**** Passage given ****
FGiuliari/Trajectory-Transformer

Data preparation

alexmonti19 opened this issue · 2 comments

Hi,
first of all congratulations for the interesting paper and thanks for sharing the code with us! :)

Mine is more a doubt than a real issue, but I thought it could be useful opening a thread as a reference for people that could come across the same question in the future.
As I read in the paper, I see you're normalizing the input data by subtracting the mean and dividing by the standard deviation.

means=[]
stds=[]
for i in np.unique(train_dataset[:]['dataset']):
ind=train_dataset[:]['dataset']==i
means.append(torch.cat((train_dataset[:]['src'][ind, 1:, 2:4], train_dataset[:]['trg'][ind, :, 2:4]), 1).mean((0, 1)))
stds.append(
torch.cat((train_dataset[:]['src'][ind, 1:, 2:4], train_dataset[:]['trg'][ind, :, 2:4]), 1).std((0, 1)))
mean=torch.stack(means).mean(0)
std=torch.stack(stds).mean(0)

I've noticed that you collect xy means and stds from the different scenes in two vectors, average the vectors to obtain single values and then apply these average values to the entire dataset (that contains stacked trajectories from different input files/scenes).

Have you tried instead to standardize the trajectories from a specific file with its own "scene-specific" mean and std, and only then stack the trajectories from different scenes?

Cheers
Alex

Hi Alex,
the normalization was one of the few problems that we encountered and still are not sure about.
The main problem is that you know the mean and std of all the training data, but not on the testing.

This leads to problems when the datasets have very large differences in mean and std for example in the eth case where the speeds are increase wrt to the other 4 scenes.
In the sr-lstm paper they say that the video is accelerated so they sample from the video with a higher frequency, but that leads to different results that are not comparable to other methods that did not take this approach. (for example they have eth down to 0.60s or something for the mad; using their resampled data we can go also go down to something like 0.58; but we wanted to compare it with other methods so we used the original Social-GAN data).
**** Available data ****
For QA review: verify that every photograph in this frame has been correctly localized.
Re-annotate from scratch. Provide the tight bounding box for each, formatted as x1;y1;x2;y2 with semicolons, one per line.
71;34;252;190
****
> _Problem set_
A. Answer each question from the trajectory normalization thread.
(i) How does the paper normalize the input data?
(ii) In which scene are the speeds higher than in the other four?
(iii) Which data did the authors use so their results could be compared with other methods?
B. Rewrite the trajectory normalization thread starting at "std=torch.stack(stds).mean(0)" and ending at "not sure about.", and swap in "tracks" for "trajectories".
C. Carry on writing the trajectory normalization thread from the point where it stops.
The data have no role here.

> _Exercise responses_
A.
(i) By subtracting the mean and dividing by the standard deviation.
(ii) The eth scene.
(iii) The original Social-GAN data.

B.
std=torch.stack(stds).mean(0)

I've noticed that you collect xy means and stds from the different scenes in two vectors, average the vectors to obtain single values and then apply these average values to the entire dataset (that contains stacked tracks from different input files/scenes).

Have you tried instead to standardize the tracks from a specific file with its own "scene-specific" mean and std, and only then stack the tracks from different scenes?

Cheers
Alex

Hi Alex,
the normalization was one of the few problems that we encountered and still are not sure about.

C.
Along the line, we tried different methods. so I think it is something that we tried but I don't have the number so you are welcome to try and if you want post here the results.

One problem that I see with that approach though is that while you can do a standardization on a scene-by-scene basis you cannot do so for the testing dataset. So you would have to use either a weighted mean or something along those lines for the testing mean and std.

By collecting xy means and std and using those I can still have some variance in the normalized inputs even during training since not all datasets have the same mean and std.

br,
Francesco

This leads to problems when the datasets have very large differences in mean and std for example in the eth case where the speeds are increase wrt to the other 4 scenes.
In the sr-lstm paper they say that the video is accelerated so they sample from the video with a higher frequency, but that leads to different results that are not comparable to other methods that did not take this approach. (for example they have eth down to 0.60s or something for the mad; using their resampled data we can go also go down to something like 0.58; but we wanted to compare it with other methods so we used the original Social-GAN data).

I see; I'm unfortunately quite familiar too with the several flaws this dataset carries around, and despite everything it oddly became a sort of de facto standard for this kind of task ¯\_(ツ) _/¯
Anyway, I'll try normalizing on a scene-by-scene basis and let you know if I find something interesting.

Thanks for your response and your time :)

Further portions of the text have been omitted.